• Dataset content

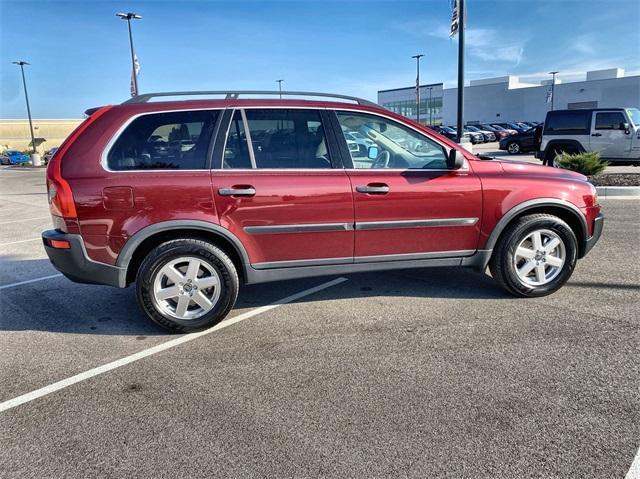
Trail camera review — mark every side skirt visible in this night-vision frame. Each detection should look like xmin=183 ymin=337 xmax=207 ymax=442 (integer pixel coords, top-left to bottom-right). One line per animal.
xmin=246 ymin=250 xmax=491 ymax=284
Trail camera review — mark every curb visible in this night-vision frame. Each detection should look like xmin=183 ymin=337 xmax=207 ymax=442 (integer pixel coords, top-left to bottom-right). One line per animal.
xmin=596 ymin=186 xmax=640 ymax=200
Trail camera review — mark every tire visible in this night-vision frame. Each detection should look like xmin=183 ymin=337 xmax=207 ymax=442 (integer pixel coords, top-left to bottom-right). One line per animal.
xmin=136 ymin=238 xmax=239 ymax=333
xmin=489 ymin=214 xmax=578 ymax=298
xmin=507 ymin=141 xmax=521 ymax=155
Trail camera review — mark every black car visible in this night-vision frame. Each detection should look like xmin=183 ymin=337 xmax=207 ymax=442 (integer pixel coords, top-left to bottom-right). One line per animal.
xmin=499 ymin=125 xmax=542 ymax=155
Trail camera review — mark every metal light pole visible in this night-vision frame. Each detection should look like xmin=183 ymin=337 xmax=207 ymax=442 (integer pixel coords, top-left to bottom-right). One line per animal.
xmin=429 ymin=86 xmax=433 ymax=126
xmin=12 ymin=60 xmax=36 ymax=154
xmin=276 ymin=80 xmax=284 ymax=100
xmin=456 ymin=0 xmax=466 ymax=143
xmin=549 ymin=72 xmax=558 ymax=111
xmin=116 ymin=12 xmax=142 ymax=96
xmin=411 ymin=53 xmax=424 ymax=123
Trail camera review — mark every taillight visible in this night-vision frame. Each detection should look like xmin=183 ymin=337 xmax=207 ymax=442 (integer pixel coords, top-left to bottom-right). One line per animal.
xmin=47 ymin=106 xmax=111 ymax=218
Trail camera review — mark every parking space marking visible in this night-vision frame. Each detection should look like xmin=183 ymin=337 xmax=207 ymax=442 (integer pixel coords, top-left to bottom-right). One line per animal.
xmin=0 ymin=216 xmax=51 ymax=225
xmin=0 ymin=278 xmax=347 ymax=412
xmin=0 ymin=273 xmax=62 ymax=289
xmin=0 ymin=238 xmax=42 ymax=246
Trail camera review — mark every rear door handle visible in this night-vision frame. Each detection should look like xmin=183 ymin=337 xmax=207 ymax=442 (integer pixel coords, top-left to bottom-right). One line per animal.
xmin=356 ymin=183 xmax=389 ymax=195
xmin=218 ymin=186 xmax=256 ymax=196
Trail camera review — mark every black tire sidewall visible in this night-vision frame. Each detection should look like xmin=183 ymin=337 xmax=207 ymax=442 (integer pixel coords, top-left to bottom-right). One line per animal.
xmin=492 ymin=214 xmax=578 ymax=297
xmin=136 ymin=239 xmax=239 ymax=332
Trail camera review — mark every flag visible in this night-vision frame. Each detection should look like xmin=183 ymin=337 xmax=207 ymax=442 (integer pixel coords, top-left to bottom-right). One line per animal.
xmin=449 ymin=0 xmax=464 ymax=38
xmin=131 ymin=53 xmax=140 ymax=96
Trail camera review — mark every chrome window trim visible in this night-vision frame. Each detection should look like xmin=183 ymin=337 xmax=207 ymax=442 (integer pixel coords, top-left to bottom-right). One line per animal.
xmin=243 ymin=223 xmax=354 ymax=235
xmin=100 ymin=108 xmax=226 ymax=173
xmin=355 ymin=218 xmax=478 ymax=231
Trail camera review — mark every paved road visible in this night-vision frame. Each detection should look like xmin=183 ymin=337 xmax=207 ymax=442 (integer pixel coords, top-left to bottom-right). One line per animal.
xmin=0 ymin=169 xmax=640 ymax=478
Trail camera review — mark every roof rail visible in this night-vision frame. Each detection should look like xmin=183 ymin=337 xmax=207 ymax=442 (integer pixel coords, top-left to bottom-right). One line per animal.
xmin=122 ymin=90 xmax=378 ymax=106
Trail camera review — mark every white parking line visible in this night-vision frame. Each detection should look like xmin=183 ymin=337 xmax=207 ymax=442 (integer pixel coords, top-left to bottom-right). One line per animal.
xmin=0 ymin=216 xmax=51 ymax=225
xmin=0 ymin=278 xmax=347 ymax=412
xmin=0 ymin=273 xmax=62 ymax=289
xmin=624 ymin=449 xmax=640 ymax=479
xmin=0 ymin=238 xmax=42 ymax=246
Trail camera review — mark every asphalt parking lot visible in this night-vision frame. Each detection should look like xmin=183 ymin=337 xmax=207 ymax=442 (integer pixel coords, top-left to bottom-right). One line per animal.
xmin=0 ymin=168 xmax=640 ymax=478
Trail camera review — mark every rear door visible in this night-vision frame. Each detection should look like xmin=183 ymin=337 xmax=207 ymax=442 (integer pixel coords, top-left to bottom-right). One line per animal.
xmin=336 ymin=111 xmax=482 ymax=262
xmin=591 ymin=111 xmax=633 ymax=158
xmin=212 ymin=108 xmax=354 ymax=269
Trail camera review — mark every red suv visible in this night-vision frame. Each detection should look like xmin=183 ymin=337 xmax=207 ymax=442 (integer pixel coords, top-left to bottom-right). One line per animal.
xmin=42 ymin=92 xmax=603 ymax=331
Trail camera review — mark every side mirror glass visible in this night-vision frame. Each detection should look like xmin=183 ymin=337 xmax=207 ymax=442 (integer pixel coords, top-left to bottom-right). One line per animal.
xmin=447 ymin=148 xmax=464 ymax=170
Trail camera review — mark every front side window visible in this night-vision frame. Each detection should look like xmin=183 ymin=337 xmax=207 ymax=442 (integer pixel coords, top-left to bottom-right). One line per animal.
xmin=107 ymin=111 xmax=218 ymax=171
xmin=596 ymin=111 xmax=627 ymax=130
xmin=337 ymin=112 xmax=447 ymax=169
xmin=223 ymin=109 xmax=331 ymax=169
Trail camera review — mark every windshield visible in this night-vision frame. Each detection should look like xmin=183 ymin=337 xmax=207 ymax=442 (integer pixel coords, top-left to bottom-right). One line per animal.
xmin=627 ymin=108 xmax=640 ymax=126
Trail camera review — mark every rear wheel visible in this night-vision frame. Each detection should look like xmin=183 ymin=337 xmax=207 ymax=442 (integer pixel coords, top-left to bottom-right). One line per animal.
xmin=489 ymin=214 xmax=578 ymax=297
xmin=136 ymin=239 xmax=239 ymax=332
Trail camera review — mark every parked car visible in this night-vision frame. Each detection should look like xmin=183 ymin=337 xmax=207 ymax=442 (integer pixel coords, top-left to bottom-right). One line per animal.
xmin=537 ymin=108 xmax=640 ymax=164
xmin=42 ymin=91 xmax=604 ymax=332
xmin=42 ymin=146 xmax=58 ymax=165
xmin=465 ymin=125 xmax=496 ymax=143
xmin=0 ymin=150 xmax=31 ymax=165
xmin=480 ymin=125 xmax=510 ymax=141
xmin=499 ymin=126 xmax=542 ymax=155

• Aim
Rewrite all the lines above as a numbered list, dropping any blank lines and leaving the pictures out.

• Right answer
1. Trail camera review — mark every side skirt visible in this night-vision frame. Each detection should look like xmin=183 ymin=337 xmax=207 ymax=442 (integer pixel coords, top-left to bottom-right). One line per animal.
2. xmin=246 ymin=250 xmax=491 ymax=284
3. Trail camera review — mark every curb visible in this night-vision frame. Each detection should look like xmin=183 ymin=337 xmax=207 ymax=442 (integer pixel coords, top-left to bottom-right). One line per animal.
4. xmin=596 ymin=186 xmax=640 ymax=200
5. Trail camera review — mark every tire visible in this night-vision frame. Each detection should look like xmin=183 ymin=337 xmax=207 ymax=442 (integer pixel coords, top-left to bottom-right). One line per animal.
6. xmin=136 ymin=238 xmax=239 ymax=333
7. xmin=489 ymin=214 xmax=578 ymax=298
8. xmin=507 ymin=141 xmax=521 ymax=155
9. Trail camera review — mark every black car visible in this night-vision frame. Each detection should look like xmin=183 ymin=337 xmax=207 ymax=442 (integer pixel coords, top-left to bottom-right). One line per animal.
10. xmin=499 ymin=125 xmax=542 ymax=155
11. Trail camera review — mark every metal light pole visible in this night-vision frame. Each detection should look like xmin=183 ymin=337 xmax=207 ymax=442 (integer pixel coords, top-left to bottom-right). One line per animal.
12. xmin=429 ymin=86 xmax=433 ymax=126
13. xmin=12 ymin=60 xmax=36 ymax=154
14. xmin=276 ymin=80 xmax=284 ymax=100
15. xmin=456 ymin=0 xmax=466 ymax=143
16. xmin=549 ymin=72 xmax=558 ymax=111
17. xmin=116 ymin=12 xmax=142 ymax=96
18. xmin=411 ymin=53 xmax=424 ymax=123
19. Trail camera review — mark every taillight visible in this night-vision frame. Each detection should look like xmin=183 ymin=337 xmax=207 ymax=442 (integer pixel coords, top-left to bottom-right). One line per animal.
20. xmin=47 ymin=106 xmax=111 ymax=218
21. Trail camera review — mark every parking space marking visible in this night-vision frame. Each detection should look like xmin=183 ymin=337 xmax=207 ymax=442 (integer pixel coords, top-left to bottom-right). One line per animal.
22. xmin=0 ymin=216 xmax=51 ymax=225
23. xmin=0 ymin=278 xmax=347 ymax=412
24. xmin=0 ymin=273 xmax=62 ymax=289
25. xmin=0 ymin=238 xmax=42 ymax=246
26. Trail camera review — mark every rear door handle visible in this night-vision frame. Each detection should look like xmin=183 ymin=337 xmax=207 ymax=442 (integer pixel coords, top-left to bottom-right). One line per animal.
27. xmin=356 ymin=183 xmax=389 ymax=195
28. xmin=218 ymin=186 xmax=256 ymax=196
29. Trail camera review — mark every black tire sidewall visible in this night-vision frame. Each detection should look like xmin=183 ymin=337 xmax=207 ymax=442 (integer pixel coords, top-left to bottom-right). One line per animal.
30. xmin=492 ymin=214 xmax=578 ymax=297
31. xmin=136 ymin=239 xmax=239 ymax=332
32. Trail camera review — mark every flag visible in this night-vision frame. Each detection should look like xmin=183 ymin=337 xmax=207 ymax=442 (integer pixel coords, top-left to bottom-right). One line per animal.
33. xmin=449 ymin=0 xmax=464 ymax=38
34. xmin=131 ymin=53 xmax=140 ymax=96
35. Trail camera review — mark every chrome window trim visible in this night-vision frame. Each detection should look like xmin=183 ymin=337 xmax=207 ymax=442 (integer pixel coords, top-left to bottom-right). One line per animal.
36. xmin=243 ymin=223 xmax=354 ymax=235
37. xmin=100 ymin=108 xmax=226 ymax=173
38. xmin=355 ymin=218 xmax=478 ymax=231
39. Trail camera review — mark every paved road visible in this night-vision frame. Each detection should look like xmin=183 ymin=337 xmax=207 ymax=442 (integer pixel coords, top-left to bottom-right). One line per animal.
40. xmin=0 ymin=169 xmax=640 ymax=478
41. Trail camera review — mark every roof rail visible in this night-vision frame. Each detection should look like xmin=183 ymin=337 xmax=207 ymax=442 (integer pixel coords, top-left to bottom-right). One line per animal.
42. xmin=122 ymin=90 xmax=378 ymax=106
43. Trail camera review — mark every white parking line visible in this night-vision frame. Each detection should look like xmin=183 ymin=337 xmax=207 ymax=442 (integer pixel coords, top-left to bottom-right). One line per animal.
44. xmin=0 ymin=216 xmax=51 ymax=225
45. xmin=0 ymin=278 xmax=347 ymax=412
46. xmin=0 ymin=273 xmax=62 ymax=289
47. xmin=624 ymin=449 xmax=640 ymax=479
48. xmin=0 ymin=238 xmax=42 ymax=246
49. Trail camera review — mark every asphalt parking lot visible in this night-vision frame. Each detection should look like xmin=183 ymin=337 xmax=207 ymax=442 (integer pixel coords, top-left to bottom-right). One line per animal.
50. xmin=0 ymin=168 xmax=640 ymax=478
51. Trail camera review — mark every rear door visible in this night-vision frame. Each detection should look like xmin=183 ymin=337 xmax=207 ymax=442 (integer pixel coords, top-left to bottom-right). One line per animal.
52. xmin=336 ymin=111 xmax=482 ymax=262
53. xmin=591 ymin=111 xmax=633 ymax=158
54. xmin=212 ymin=108 xmax=354 ymax=269
55. Trail camera review — mark every red suv visible in this night-vision frame. Each detection should look like xmin=183 ymin=337 xmax=207 ymax=442 (integer pixel coords, top-left to bottom-right). One line per animal.
56. xmin=42 ymin=92 xmax=603 ymax=331
57. Trail camera review — mark every side mirror glass visible in this night-vision frame. Each detection should look like xmin=183 ymin=337 xmax=207 ymax=442 (integer pixel coords, top-left to bottom-right). One line per animal.
58. xmin=447 ymin=148 xmax=464 ymax=170
59. Trail camera review — mark every front side window visible in this night-vision frame. Each detection should look like xmin=183 ymin=337 xmax=207 ymax=442 (integer pixel coords, top-left to bottom-right). One line per animal.
60. xmin=107 ymin=111 xmax=218 ymax=171
61. xmin=596 ymin=111 xmax=627 ymax=130
62. xmin=337 ymin=112 xmax=447 ymax=169
63. xmin=223 ymin=109 xmax=331 ymax=169
64. Trail camera review — mark every windshield visible in this night-vision frame. Each detection should look like xmin=183 ymin=337 xmax=207 ymax=442 (integer pixel coords, top-left to bottom-right). One line per animal.
65. xmin=627 ymin=108 xmax=640 ymax=126
66. Trail camera review — mark every rear wheel visible in this night-vision frame. Each detection should look like xmin=183 ymin=337 xmax=207 ymax=442 (integer pixel coords, top-left to bottom-right). One line per animal.
67. xmin=489 ymin=214 xmax=578 ymax=297
68. xmin=136 ymin=239 xmax=239 ymax=332
69. Trail camera review — mark every parked car visible in this night-vision frame. Each detection should look like xmin=183 ymin=337 xmax=207 ymax=442 (integer pixel coords, top-left to bottom-right). One line per animal.
70. xmin=537 ymin=108 xmax=640 ymax=164
71. xmin=42 ymin=91 xmax=604 ymax=332
72. xmin=42 ymin=146 xmax=58 ymax=165
73. xmin=465 ymin=125 xmax=496 ymax=143
74. xmin=0 ymin=150 xmax=31 ymax=165
75. xmin=480 ymin=125 xmax=510 ymax=141
76. xmin=499 ymin=126 xmax=542 ymax=155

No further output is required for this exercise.